● **Working data**:

__________________________________________________

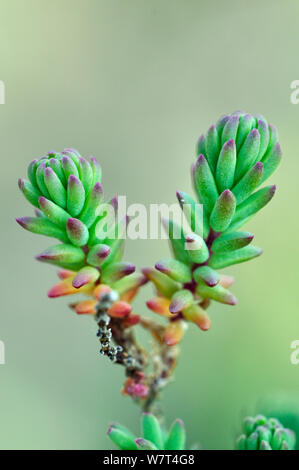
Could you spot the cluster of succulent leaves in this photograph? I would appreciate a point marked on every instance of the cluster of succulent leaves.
(260, 433)
(154, 436)
(66, 190)
(234, 158)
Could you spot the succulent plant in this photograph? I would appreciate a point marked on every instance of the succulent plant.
(66, 190)
(153, 437)
(261, 433)
(234, 158)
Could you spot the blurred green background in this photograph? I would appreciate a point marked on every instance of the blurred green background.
(134, 82)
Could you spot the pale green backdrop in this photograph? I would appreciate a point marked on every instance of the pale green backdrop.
(134, 82)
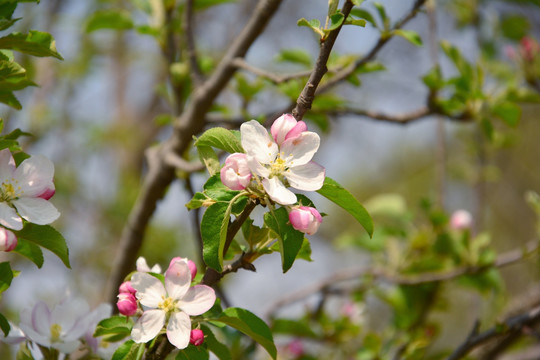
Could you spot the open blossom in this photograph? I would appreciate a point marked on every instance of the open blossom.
(285, 161)
(305, 219)
(59, 328)
(460, 220)
(142, 266)
(8, 240)
(24, 191)
(171, 304)
(235, 174)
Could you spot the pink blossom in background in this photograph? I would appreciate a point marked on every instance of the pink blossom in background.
(8, 240)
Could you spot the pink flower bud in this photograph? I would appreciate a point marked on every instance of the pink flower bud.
(286, 127)
(8, 240)
(305, 219)
(235, 174)
(127, 304)
(126, 288)
(196, 337)
(460, 220)
(48, 193)
(191, 265)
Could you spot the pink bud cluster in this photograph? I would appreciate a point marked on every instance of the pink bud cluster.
(127, 296)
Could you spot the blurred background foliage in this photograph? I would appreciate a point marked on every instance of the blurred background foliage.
(119, 87)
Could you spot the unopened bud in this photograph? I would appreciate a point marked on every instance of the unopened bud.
(8, 240)
(305, 219)
(196, 337)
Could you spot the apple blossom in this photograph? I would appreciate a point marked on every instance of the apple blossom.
(24, 189)
(235, 174)
(285, 164)
(196, 337)
(60, 328)
(460, 220)
(305, 219)
(8, 240)
(286, 127)
(127, 304)
(191, 264)
(171, 303)
(142, 266)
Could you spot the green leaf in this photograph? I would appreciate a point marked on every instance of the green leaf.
(221, 138)
(6, 276)
(515, 27)
(30, 250)
(34, 43)
(4, 325)
(209, 158)
(249, 324)
(220, 350)
(193, 353)
(410, 35)
(129, 351)
(364, 14)
(343, 198)
(46, 236)
(295, 56)
(507, 111)
(290, 239)
(214, 224)
(113, 19)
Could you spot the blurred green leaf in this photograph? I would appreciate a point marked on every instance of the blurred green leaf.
(343, 198)
(34, 43)
(112, 19)
(47, 237)
(290, 239)
(249, 324)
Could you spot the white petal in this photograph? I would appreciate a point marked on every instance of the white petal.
(35, 175)
(36, 210)
(7, 165)
(300, 149)
(257, 142)
(179, 329)
(177, 279)
(150, 291)
(278, 192)
(256, 167)
(198, 300)
(308, 177)
(9, 217)
(148, 326)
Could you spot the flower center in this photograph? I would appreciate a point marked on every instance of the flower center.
(168, 304)
(56, 330)
(9, 192)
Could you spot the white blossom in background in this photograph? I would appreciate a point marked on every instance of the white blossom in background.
(25, 190)
(142, 266)
(282, 161)
(171, 304)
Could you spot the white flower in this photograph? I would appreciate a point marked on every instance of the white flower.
(172, 303)
(23, 190)
(60, 328)
(142, 266)
(286, 164)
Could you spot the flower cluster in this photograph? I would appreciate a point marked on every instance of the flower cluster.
(273, 163)
(169, 303)
(64, 327)
(24, 194)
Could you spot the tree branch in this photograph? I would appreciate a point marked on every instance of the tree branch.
(191, 122)
(304, 101)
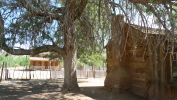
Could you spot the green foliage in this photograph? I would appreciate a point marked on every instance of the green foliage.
(92, 59)
(13, 61)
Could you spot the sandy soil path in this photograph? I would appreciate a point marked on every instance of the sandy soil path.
(91, 89)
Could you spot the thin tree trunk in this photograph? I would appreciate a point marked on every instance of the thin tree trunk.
(70, 79)
(70, 47)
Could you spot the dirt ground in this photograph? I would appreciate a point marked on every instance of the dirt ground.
(91, 89)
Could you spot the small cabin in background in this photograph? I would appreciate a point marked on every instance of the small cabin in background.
(137, 62)
(39, 63)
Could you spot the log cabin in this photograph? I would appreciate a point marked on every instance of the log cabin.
(139, 60)
(40, 63)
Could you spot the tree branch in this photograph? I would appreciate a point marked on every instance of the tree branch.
(150, 1)
(80, 9)
(39, 13)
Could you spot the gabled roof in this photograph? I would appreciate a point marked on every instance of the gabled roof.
(39, 58)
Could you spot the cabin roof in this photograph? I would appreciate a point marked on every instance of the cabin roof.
(39, 58)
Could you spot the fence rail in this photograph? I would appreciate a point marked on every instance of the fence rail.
(48, 74)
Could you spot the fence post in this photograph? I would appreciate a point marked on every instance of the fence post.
(2, 71)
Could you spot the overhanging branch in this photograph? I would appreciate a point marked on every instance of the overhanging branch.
(151, 1)
(80, 9)
(42, 13)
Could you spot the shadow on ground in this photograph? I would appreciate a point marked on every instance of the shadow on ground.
(51, 90)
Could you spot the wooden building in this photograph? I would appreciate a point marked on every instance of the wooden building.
(139, 60)
(44, 63)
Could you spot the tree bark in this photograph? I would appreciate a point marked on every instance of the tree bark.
(70, 79)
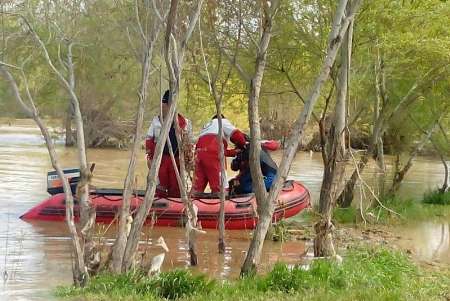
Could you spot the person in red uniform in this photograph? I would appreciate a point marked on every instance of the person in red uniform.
(207, 162)
(168, 185)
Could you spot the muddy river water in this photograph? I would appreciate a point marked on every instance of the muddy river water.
(36, 257)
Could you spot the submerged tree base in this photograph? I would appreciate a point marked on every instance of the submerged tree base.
(366, 273)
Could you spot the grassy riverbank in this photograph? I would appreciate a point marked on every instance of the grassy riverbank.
(366, 273)
(434, 205)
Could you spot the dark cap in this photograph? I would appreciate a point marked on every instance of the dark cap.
(166, 97)
(215, 116)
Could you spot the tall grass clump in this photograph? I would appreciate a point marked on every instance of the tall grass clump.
(366, 273)
(436, 197)
(170, 285)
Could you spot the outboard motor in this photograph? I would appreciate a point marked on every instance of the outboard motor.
(54, 183)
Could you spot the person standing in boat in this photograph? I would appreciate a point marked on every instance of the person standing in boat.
(207, 161)
(168, 185)
(242, 183)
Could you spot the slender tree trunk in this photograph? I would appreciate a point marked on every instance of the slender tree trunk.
(70, 140)
(380, 100)
(444, 187)
(121, 240)
(221, 244)
(264, 206)
(381, 125)
(80, 275)
(174, 64)
(87, 211)
(334, 167)
(340, 25)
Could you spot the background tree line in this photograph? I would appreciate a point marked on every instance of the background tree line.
(374, 77)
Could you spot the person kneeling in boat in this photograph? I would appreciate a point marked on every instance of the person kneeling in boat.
(242, 183)
(168, 185)
(207, 160)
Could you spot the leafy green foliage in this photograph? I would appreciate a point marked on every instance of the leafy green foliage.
(437, 198)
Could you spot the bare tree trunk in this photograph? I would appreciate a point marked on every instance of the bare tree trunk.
(80, 274)
(174, 62)
(340, 25)
(381, 125)
(122, 235)
(334, 167)
(221, 244)
(70, 140)
(87, 212)
(174, 65)
(444, 187)
(218, 96)
(264, 206)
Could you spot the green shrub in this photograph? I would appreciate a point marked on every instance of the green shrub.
(179, 283)
(284, 279)
(345, 215)
(436, 197)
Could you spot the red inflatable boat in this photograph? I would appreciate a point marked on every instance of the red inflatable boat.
(239, 210)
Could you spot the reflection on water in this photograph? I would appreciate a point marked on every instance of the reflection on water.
(428, 241)
(36, 256)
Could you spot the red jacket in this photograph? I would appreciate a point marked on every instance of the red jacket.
(207, 141)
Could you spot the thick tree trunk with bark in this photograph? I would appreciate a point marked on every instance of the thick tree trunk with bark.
(70, 139)
(265, 207)
(340, 26)
(334, 167)
(80, 274)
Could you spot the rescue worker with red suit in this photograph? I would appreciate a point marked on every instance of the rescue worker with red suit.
(207, 162)
(168, 185)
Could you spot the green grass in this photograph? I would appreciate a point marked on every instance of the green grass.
(365, 274)
(409, 210)
(433, 206)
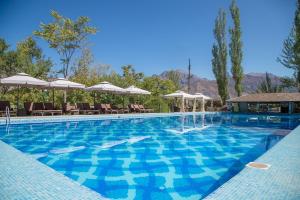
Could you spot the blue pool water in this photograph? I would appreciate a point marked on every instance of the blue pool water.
(170, 157)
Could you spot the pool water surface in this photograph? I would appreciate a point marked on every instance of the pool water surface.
(170, 157)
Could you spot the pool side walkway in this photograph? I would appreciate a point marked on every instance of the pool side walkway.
(280, 181)
(22, 177)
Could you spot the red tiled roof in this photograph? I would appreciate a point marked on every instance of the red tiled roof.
(267, 97)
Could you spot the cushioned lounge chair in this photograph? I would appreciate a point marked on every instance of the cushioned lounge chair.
(108, 106)
(137, 109)
(120, 110)
(70, 109)
(49, 108)
(103, 108)
(3, 106)
(148, 110)
(84, 108)
(131, 108)
(38, 109)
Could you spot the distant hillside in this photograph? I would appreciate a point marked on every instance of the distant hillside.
(209, 87)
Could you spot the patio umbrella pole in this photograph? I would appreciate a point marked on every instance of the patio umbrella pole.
(123, 101)
(53, 97)
(18, 96)
(94, 98)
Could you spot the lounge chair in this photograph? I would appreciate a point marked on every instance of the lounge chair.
(49, 108)
(85, 108)
(28, 107)
(103, 108)
(70, 109)
(148, 110)
(108, 106)
(3, 105)
(131, 108)
(120, 110)
(137, 109)
(38, 109)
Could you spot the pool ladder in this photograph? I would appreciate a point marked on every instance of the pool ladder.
(7, 115)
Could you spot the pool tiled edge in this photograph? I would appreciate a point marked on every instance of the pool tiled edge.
(281, 181)
(66, 118)
(22, 177)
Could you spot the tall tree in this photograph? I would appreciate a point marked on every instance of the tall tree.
(174, 76)
(8, 63)
(189, 77)
(290, 56)
(31, 59)
(66, 36)
(235, 49)
(267, 86)
(130, 76)
(219, 52)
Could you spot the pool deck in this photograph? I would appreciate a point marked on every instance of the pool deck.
(22, 177)
(280, 181)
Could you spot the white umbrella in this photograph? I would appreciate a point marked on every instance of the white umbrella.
(182, 95)
(203, 98)
(179, 94)
(64, 84)
(106, 87)
(22, 80)
(135, 90)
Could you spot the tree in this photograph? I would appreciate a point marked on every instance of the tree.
(219, 60)
(235, 49)
(267, 86)
(66, 36)
(290, 56)
(31, 59)
(158, 87)
(130, 76)
(174, 76)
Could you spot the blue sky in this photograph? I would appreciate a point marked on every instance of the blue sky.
(156, 35)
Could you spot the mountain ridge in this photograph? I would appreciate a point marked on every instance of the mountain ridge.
(208, 87)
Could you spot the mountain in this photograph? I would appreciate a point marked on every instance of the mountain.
(208, 87)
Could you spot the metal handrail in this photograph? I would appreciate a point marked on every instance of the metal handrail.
(7, 115)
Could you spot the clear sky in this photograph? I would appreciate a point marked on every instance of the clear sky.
(156, 35)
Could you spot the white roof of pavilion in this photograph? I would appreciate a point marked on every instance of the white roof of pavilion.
(200, 96)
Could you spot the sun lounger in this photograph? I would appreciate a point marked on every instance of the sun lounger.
(137, 109)
(120, 110)
(131, 108)
(108, 106)
(70, 109)
(49, 108)
(103, 108)
(3, 105)
(28, 107)
(84, 108)
(38, 109)
(148, 110)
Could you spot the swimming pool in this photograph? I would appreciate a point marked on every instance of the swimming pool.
(170, 157)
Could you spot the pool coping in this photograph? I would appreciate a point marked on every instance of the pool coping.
(280, 181)
(65, 118)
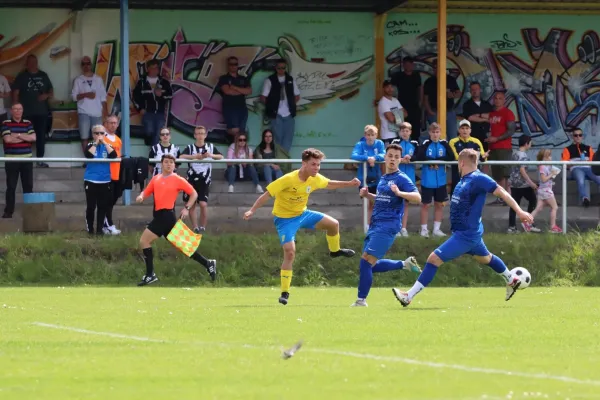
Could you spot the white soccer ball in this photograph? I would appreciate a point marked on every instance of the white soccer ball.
(523, 275)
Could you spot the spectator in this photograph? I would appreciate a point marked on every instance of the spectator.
(464, 141)
(371, 150)
(410, 94)
(90, 95)
(280, 95)
(410, 149)
(430, 96)
(545, 192)
(239, 150)
(200, 175)
(17, 136)
(390, 113)
(112, 124)
(502, 126)
(233, 89)
(521, 186)
(267, 150)
(96, 180)
(4, 94)
(578, 151)
(151, 96)
(160, 149)
(433, 179)
(33, 89)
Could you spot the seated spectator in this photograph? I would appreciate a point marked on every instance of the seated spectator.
(371, 150)
(266, 150)
(239, 150)
(578, 151)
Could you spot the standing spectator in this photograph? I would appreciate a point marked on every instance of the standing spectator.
(410, 149)
(234, 88)
(430, 101)
(434, 180)
(545, 192)
(241, 151)
(96, 180)
(160, 149)
(410, 94)
(151, 97)
(4, 94)
(32, 88)
(200, 175)
(111, 138)
(503, 127)
(464, 141)
(391, 113)
(267, 150)
(371, 150)
(521, 186)
(578, 151)
(280, 95)
(90, 95)
(17, 136)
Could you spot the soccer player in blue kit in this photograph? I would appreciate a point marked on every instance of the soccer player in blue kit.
(466, 209)
(393, 188)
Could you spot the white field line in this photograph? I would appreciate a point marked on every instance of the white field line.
(402, 360)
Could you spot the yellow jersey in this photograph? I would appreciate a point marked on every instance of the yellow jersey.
(291, 193)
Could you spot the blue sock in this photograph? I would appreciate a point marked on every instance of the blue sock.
(366, 279)
(388, 265)
(427, 275)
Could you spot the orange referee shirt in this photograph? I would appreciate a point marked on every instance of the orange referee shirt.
(166, 189)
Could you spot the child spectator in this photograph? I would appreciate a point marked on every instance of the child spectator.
(240, 150)
(521, 186)
(266, 150)
(200, 175)
(433, 179)
(409, 150)
(371, 150)
(545, 193)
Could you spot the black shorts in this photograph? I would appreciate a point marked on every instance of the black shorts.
(201, 187)
(439, 195)
(163, 222)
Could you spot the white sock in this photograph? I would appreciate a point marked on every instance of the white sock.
(417, 287)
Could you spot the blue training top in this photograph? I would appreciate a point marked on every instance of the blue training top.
(389, 208)
(467, 203)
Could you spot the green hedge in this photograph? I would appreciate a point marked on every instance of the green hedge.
(254, 260)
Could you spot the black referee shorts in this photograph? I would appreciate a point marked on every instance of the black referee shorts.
(163, 222)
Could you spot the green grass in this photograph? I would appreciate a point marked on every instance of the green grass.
(224, 344)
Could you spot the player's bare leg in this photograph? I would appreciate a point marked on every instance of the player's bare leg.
(289, 254)
(332, 228)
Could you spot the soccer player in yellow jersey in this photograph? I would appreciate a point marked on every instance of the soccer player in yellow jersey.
(291, 193)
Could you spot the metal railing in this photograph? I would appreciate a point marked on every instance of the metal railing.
(563, 164)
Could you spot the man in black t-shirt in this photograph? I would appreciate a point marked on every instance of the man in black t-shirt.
(410, 94)
(430, 101)
(233, 89)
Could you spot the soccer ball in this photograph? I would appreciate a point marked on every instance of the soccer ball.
(523, 275)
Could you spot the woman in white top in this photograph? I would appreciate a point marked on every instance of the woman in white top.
(239, 149)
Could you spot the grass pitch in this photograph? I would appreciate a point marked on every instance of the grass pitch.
(196, 343)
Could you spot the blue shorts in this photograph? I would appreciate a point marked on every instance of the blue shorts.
(378, 242)
(456, 246)
(287, 227)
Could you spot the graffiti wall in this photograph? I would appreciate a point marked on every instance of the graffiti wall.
(329, 55)
(548, 66)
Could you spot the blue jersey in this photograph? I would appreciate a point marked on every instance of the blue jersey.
(467, 203)
(389, 208)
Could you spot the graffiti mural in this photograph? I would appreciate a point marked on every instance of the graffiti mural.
(550, 76)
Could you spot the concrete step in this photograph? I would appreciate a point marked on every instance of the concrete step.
(70, 218)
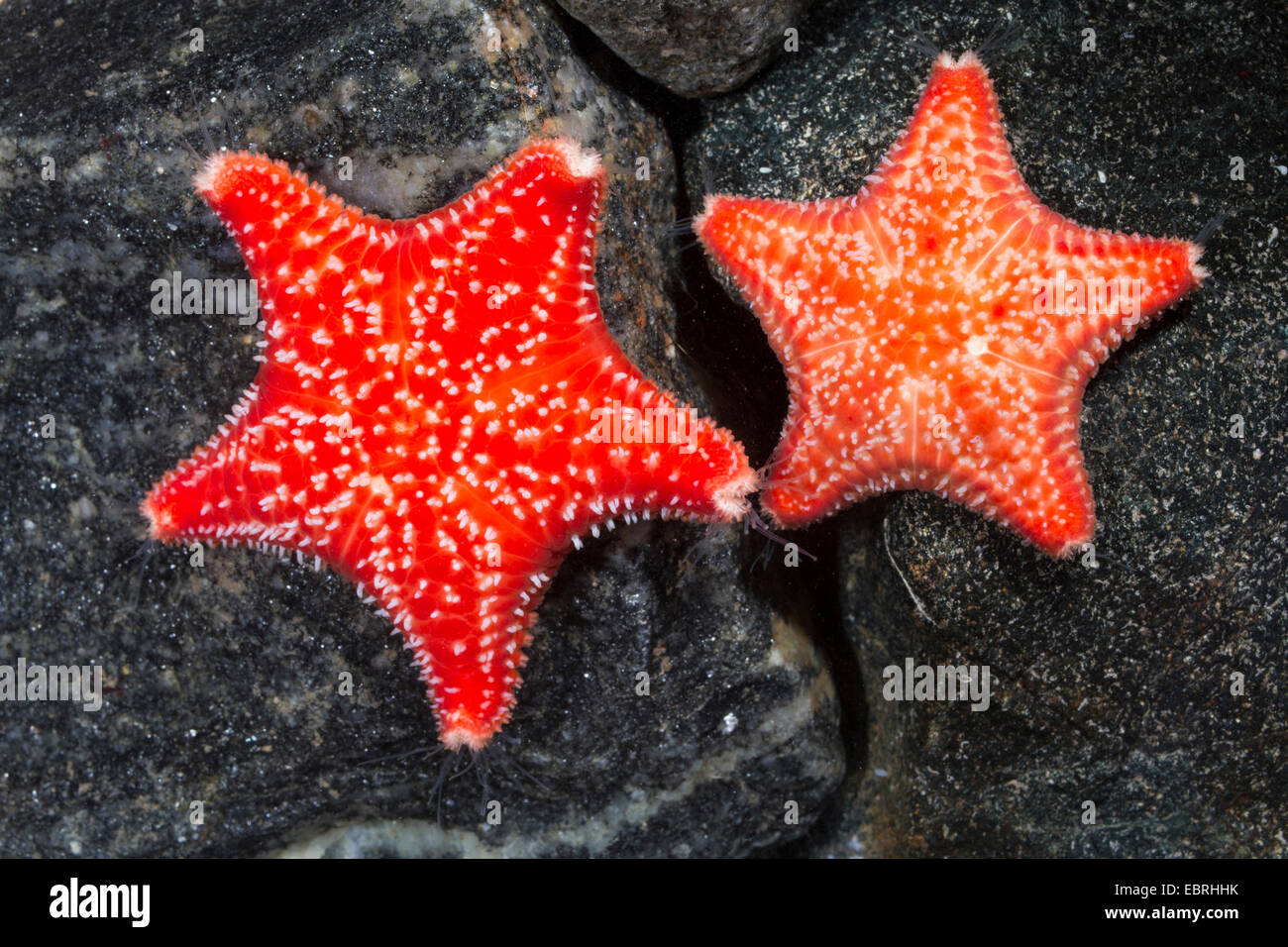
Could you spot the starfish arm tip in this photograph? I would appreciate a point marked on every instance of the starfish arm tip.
(579, 162)
(1197, 270)
(732, 497)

__________________________________________________

● **Short problem**: The lines to copy run from the line containing "Could you spot the blue jersey" through the end of the data above; copy exactly those, minus the pictures.

● **Response to the task**:
Could you spot the blue jersey in this photograph? I would appreciate a point marked on every instance of the blue jersey.
(467, 203)
(389, 208)
Could you spot the graffiti mural in this photograph? I would appreciate a point marked on every instance of the graffiti mural.
(550, 76)
Could you spot the concrete step in this photograph? I would appreciate a point marked on every instance of the concrete step.
(70, 218)
Could you spot the starfish arm tip in this photograph? I would appreciate a point marked on every instance of the starfish arm tip.
(579, 162)
(1197, 270)
(732, 497)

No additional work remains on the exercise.